Exercise description: Show every line in the records below that contains the string "column", copying each line in full. Case counts.

Data lines:
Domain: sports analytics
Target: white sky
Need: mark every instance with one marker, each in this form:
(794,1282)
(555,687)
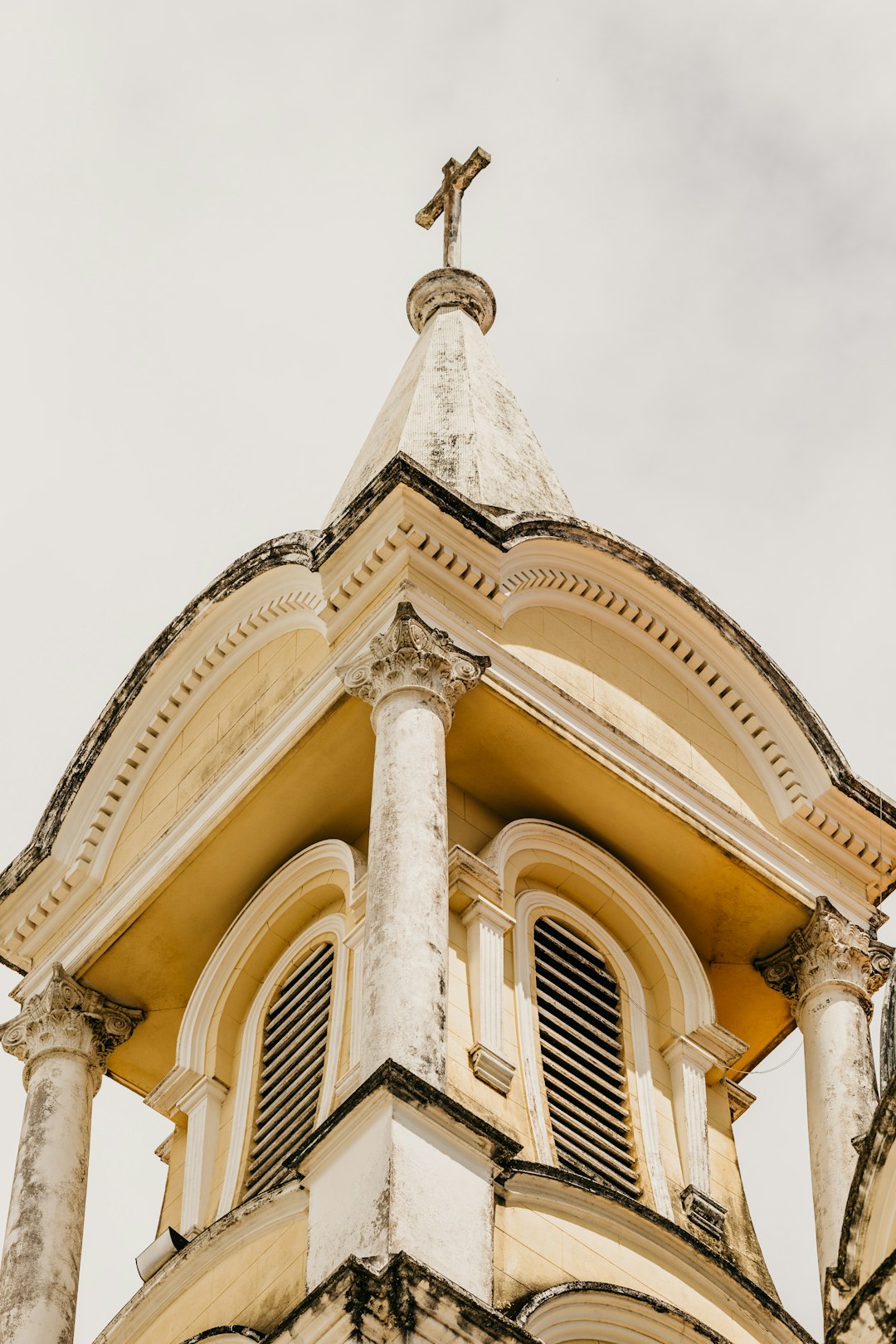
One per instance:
(207,240)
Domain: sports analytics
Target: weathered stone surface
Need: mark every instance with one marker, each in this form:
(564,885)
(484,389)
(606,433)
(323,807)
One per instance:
(829,971)
(63,1038)
(453,414)
(412,676)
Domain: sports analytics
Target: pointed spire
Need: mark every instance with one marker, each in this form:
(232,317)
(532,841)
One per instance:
(450,410)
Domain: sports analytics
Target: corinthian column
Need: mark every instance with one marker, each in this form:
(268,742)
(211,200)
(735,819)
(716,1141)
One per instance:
(829,969)
(412,676)
(63,1036)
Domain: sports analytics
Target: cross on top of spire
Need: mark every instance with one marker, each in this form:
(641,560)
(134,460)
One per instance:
(455,179)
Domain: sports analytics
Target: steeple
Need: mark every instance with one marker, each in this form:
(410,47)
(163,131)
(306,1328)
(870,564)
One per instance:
(450,410)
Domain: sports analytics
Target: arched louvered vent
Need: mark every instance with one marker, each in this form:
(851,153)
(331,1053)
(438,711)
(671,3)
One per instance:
(292,1068)
(581,1036)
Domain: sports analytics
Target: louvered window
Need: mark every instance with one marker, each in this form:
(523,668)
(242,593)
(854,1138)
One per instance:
(581,1038)
(293,1054)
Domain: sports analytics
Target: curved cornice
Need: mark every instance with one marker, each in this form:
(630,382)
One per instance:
(872,1157)
(570,1194)
(314,550)
(292,548)
(642,1308)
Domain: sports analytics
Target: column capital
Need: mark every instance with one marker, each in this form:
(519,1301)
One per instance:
(66,1018)
(828,951)
(412,655)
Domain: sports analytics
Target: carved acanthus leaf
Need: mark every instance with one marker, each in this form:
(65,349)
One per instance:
(829,949)
(412,655)
(69,1018)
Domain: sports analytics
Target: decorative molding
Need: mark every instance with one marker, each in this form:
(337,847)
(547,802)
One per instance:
(665,1244)
(411,655)
(750,721)
(528,908)
(202,1105)
(486,925)
(688,1068)
(703,1211)
(610,1315)
(828,951)
(163,1152)
(409,533)
(69,1019)
(355,944)
(739,1099)
(253,1222)
(134,765)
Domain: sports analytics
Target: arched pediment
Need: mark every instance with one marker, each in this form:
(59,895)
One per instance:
(167,709)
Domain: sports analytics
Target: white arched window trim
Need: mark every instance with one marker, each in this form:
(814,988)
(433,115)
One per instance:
(528,906)
(191,1086)
(327,929)
(524,840)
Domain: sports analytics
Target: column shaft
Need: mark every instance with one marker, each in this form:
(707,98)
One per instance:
(63,1036)
(840,1103)
(406,926)
(42,1249)
(829,969)
(412,676)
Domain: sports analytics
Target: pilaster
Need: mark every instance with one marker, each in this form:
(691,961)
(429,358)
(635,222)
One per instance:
(688,1066)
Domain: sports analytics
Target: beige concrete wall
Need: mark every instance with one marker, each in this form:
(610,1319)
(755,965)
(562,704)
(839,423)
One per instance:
(222,724)
(633,691)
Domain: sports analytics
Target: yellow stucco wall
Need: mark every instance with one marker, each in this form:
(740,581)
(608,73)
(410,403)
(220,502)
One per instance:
(633,691)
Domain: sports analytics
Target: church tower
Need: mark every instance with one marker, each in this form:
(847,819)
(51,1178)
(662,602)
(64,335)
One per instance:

Written solution:
Target: corinthian column
Target: column capital
Target: column shaft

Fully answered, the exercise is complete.